- Secção de texto
______

A emergência da temática da sexualidade mobilizou nos investigadores - como na psicanalista entrevistada - o recurso a estratégias defensivas que inibiram o desenvolvimento do tema. No decurso da entrevista, como no momento da sua análise, os elementos eróticos associados à contratransferência foram silenciados por omissão ou pelo recurso à intelectualização.
4. Conclusões
Neste artigo, procurámos destacar a pertinência do uso de uma metodologia psicanaliticamente informada, partindo do pressuposto de um sujeito de investigação dividido e defendido, conflitual e “não transparente”, bem como, ilustrar esta aplicação e sustentá-la com base na teoria do pensamento de Bion (1959, 1962, 1970). Assim, foi usado um exemplo decorrente de uma investigação conceptual em curso sobre a contratransferência para ilustrar os procedimentos da análise das entrevistas em grupo e a mobilização dos processos inconscientes dos investigadores, próximo do que sucede no trabalho clínico dos psicanalistas.
Esta metodologia permite encontrar o inesperado, o imprevisível, o novo, quer através do procedimento de realização das entrevistas, quer através dos procedimentos de análise e compreensão das mesmas, no seio do grupo de investigadores. Por oposição ao escrutínio lógico, esta metodologia permite o acesso a dimensões subjectivas inconscientes dos participantes. O foco de investigação desloca-se de um campo de significação mais superficial, literal, manifesto, para um campo de significação de natureza inconsciente e por isso latente, velado.

______

(Dados registados)

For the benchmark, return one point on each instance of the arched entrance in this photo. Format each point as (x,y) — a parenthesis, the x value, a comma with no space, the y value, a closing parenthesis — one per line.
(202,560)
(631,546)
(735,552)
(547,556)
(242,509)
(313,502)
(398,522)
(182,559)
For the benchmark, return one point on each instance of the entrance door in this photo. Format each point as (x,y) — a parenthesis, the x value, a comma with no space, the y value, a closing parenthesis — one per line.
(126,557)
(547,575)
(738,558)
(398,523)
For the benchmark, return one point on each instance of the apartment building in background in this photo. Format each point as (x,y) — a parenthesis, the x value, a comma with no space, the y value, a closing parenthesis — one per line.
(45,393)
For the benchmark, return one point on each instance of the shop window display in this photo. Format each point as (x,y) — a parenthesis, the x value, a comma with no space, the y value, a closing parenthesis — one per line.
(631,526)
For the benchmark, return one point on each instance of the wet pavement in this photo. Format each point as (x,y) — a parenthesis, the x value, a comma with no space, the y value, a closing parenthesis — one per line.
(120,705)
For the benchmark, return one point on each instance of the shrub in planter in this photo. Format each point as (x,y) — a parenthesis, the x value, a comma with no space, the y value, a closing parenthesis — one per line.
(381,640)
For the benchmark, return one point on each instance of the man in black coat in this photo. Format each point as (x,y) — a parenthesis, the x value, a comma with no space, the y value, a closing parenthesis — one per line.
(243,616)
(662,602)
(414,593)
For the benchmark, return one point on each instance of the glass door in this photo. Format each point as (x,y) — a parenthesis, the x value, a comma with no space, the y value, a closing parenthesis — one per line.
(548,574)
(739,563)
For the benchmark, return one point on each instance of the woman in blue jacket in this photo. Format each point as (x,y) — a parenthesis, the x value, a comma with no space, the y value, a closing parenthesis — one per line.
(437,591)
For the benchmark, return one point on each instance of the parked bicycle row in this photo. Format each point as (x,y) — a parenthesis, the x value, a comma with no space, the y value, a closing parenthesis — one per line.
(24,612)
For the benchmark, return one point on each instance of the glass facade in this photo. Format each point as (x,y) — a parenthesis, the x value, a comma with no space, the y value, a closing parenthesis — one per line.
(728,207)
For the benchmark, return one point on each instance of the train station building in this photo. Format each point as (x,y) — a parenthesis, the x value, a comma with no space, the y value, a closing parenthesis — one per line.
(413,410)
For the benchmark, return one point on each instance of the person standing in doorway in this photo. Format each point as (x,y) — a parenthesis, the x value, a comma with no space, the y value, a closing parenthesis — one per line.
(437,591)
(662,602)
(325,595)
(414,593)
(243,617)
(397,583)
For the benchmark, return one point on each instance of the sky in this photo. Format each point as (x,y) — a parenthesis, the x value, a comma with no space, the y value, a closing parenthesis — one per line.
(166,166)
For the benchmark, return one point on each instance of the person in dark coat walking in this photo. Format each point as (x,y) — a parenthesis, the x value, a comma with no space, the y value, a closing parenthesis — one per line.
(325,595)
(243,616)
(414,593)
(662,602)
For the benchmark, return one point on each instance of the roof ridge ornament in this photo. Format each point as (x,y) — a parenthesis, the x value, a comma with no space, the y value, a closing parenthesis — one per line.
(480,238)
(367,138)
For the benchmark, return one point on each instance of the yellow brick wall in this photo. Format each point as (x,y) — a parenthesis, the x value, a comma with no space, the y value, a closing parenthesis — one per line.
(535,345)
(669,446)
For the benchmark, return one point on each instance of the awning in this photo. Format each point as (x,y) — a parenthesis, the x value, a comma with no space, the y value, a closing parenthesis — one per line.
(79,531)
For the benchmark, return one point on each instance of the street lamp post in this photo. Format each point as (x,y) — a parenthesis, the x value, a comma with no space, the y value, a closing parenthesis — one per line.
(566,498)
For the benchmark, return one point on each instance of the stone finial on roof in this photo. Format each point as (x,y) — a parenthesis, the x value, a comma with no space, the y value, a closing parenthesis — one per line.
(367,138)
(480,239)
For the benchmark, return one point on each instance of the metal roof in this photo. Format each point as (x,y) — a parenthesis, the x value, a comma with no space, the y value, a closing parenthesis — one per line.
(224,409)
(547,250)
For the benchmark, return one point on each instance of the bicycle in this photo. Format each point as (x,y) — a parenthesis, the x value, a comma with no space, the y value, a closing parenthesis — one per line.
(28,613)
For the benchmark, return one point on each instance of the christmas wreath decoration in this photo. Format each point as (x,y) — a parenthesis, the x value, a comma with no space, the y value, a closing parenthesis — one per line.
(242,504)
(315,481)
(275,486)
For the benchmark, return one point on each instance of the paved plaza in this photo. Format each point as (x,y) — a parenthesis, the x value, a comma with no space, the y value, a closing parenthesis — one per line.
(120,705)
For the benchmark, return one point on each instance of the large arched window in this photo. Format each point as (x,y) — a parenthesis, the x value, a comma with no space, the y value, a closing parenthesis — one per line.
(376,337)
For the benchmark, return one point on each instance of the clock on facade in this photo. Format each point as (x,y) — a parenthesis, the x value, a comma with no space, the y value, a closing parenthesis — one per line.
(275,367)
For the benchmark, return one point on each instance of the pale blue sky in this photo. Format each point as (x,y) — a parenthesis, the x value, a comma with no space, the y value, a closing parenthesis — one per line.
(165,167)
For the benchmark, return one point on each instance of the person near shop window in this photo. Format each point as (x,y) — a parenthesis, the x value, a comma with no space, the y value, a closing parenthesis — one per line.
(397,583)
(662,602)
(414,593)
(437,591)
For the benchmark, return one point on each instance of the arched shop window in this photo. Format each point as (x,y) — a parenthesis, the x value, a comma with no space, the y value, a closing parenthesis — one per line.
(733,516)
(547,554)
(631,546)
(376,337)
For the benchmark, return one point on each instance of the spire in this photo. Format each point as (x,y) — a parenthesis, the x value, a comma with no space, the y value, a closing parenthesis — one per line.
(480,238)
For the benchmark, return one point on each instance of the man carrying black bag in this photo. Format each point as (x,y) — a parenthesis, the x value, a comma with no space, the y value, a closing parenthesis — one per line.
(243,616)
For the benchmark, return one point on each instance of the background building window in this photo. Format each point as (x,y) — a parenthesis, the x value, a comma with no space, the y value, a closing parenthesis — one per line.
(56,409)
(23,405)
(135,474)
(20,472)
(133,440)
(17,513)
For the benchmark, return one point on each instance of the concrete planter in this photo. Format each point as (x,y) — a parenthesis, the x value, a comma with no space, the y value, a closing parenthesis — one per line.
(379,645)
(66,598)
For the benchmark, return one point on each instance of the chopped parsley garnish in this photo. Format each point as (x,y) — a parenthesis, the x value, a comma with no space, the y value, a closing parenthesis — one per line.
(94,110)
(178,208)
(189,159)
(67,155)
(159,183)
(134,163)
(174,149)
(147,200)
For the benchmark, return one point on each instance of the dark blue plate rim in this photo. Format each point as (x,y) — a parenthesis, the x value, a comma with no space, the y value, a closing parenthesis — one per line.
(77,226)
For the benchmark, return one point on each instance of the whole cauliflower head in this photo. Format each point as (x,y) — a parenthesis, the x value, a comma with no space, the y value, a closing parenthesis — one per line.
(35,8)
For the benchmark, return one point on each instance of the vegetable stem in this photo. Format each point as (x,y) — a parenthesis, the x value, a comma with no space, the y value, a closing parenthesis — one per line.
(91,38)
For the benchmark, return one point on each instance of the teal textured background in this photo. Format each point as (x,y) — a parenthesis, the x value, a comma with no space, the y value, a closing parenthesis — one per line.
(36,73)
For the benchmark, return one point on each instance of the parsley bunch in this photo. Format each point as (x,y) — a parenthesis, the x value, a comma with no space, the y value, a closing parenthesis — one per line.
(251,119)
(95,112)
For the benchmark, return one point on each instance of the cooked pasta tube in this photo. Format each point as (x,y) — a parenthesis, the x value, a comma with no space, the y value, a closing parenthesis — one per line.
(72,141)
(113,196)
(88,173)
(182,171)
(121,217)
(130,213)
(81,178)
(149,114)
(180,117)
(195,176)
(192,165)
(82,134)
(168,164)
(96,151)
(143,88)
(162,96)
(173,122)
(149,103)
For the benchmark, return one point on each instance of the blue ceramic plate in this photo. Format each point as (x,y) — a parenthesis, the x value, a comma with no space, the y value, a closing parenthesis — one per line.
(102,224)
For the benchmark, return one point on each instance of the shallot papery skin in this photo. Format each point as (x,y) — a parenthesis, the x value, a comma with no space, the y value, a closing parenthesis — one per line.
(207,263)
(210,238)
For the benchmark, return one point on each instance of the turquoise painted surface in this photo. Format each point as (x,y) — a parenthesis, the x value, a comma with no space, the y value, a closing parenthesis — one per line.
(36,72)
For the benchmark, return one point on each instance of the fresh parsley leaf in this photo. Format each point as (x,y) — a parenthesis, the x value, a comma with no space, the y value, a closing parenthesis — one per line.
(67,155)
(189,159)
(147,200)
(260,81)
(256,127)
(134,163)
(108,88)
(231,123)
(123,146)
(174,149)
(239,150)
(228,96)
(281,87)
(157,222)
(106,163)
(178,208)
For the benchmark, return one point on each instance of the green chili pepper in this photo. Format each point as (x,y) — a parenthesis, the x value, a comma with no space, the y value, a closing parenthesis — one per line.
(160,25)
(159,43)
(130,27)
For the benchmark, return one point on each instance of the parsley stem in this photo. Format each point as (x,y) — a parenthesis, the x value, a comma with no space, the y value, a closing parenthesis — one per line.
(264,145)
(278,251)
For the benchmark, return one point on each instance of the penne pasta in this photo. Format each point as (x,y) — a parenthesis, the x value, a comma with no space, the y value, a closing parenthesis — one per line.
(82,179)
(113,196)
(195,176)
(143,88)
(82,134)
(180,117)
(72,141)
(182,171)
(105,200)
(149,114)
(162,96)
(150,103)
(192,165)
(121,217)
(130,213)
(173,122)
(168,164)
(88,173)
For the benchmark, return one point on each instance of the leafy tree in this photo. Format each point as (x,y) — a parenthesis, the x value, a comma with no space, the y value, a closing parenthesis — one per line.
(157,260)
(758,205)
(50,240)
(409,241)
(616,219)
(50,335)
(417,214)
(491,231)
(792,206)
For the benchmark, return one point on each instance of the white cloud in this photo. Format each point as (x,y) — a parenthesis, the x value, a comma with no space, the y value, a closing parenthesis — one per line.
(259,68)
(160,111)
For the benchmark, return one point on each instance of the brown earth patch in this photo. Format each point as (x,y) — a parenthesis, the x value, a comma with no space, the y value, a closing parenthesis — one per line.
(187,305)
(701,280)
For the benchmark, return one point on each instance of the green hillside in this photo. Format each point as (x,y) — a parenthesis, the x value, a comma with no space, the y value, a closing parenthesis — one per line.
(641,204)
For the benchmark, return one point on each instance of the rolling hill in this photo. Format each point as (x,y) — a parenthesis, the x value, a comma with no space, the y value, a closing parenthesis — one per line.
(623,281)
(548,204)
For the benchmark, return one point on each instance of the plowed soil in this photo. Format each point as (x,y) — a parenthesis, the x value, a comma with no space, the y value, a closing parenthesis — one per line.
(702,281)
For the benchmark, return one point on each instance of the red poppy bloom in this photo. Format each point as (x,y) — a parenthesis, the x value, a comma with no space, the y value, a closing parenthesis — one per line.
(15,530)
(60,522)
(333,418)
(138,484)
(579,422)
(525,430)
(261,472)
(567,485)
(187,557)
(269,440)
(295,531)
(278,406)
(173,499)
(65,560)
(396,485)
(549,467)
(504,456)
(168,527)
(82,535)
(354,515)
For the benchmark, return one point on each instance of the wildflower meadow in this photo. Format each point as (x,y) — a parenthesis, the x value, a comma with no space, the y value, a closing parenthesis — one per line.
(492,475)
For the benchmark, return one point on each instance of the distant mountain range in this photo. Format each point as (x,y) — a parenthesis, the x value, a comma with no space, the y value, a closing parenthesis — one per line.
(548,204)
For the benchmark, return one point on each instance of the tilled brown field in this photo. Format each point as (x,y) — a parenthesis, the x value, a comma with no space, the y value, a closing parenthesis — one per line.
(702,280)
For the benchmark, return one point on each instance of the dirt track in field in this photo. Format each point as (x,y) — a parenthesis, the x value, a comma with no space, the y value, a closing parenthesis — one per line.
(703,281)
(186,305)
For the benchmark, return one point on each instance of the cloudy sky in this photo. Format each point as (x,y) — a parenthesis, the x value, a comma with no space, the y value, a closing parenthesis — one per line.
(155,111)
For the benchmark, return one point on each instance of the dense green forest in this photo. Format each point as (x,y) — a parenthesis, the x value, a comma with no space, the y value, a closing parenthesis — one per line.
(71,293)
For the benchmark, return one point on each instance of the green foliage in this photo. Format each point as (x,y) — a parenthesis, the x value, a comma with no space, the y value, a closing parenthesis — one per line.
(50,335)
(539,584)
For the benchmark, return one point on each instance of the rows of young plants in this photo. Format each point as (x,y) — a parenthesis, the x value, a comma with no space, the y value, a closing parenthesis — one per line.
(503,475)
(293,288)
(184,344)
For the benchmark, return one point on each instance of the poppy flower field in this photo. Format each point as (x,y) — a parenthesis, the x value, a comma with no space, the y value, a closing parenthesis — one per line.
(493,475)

______

- Objetivo da tarefa
Reproduza, sem qualquer alteração, a passagem do texto sobre a metodologia psicanalítica que começa nas palavras "A emergência da" e termina logo após "recurso à intelectualização.".

- Resposta ao exercício
A emergência da temática da sexualidade mobilizou nos investigadores - como na psicanalista entrevistada - o recurso a estratégias defensivas que inibiram o desenvolvimento do tema. No decurso da entrevista, como no momento da sua análise, os elementos eróticos associados à contratransferência foram silenciados por omissão ou pelo recurso à intelectualização.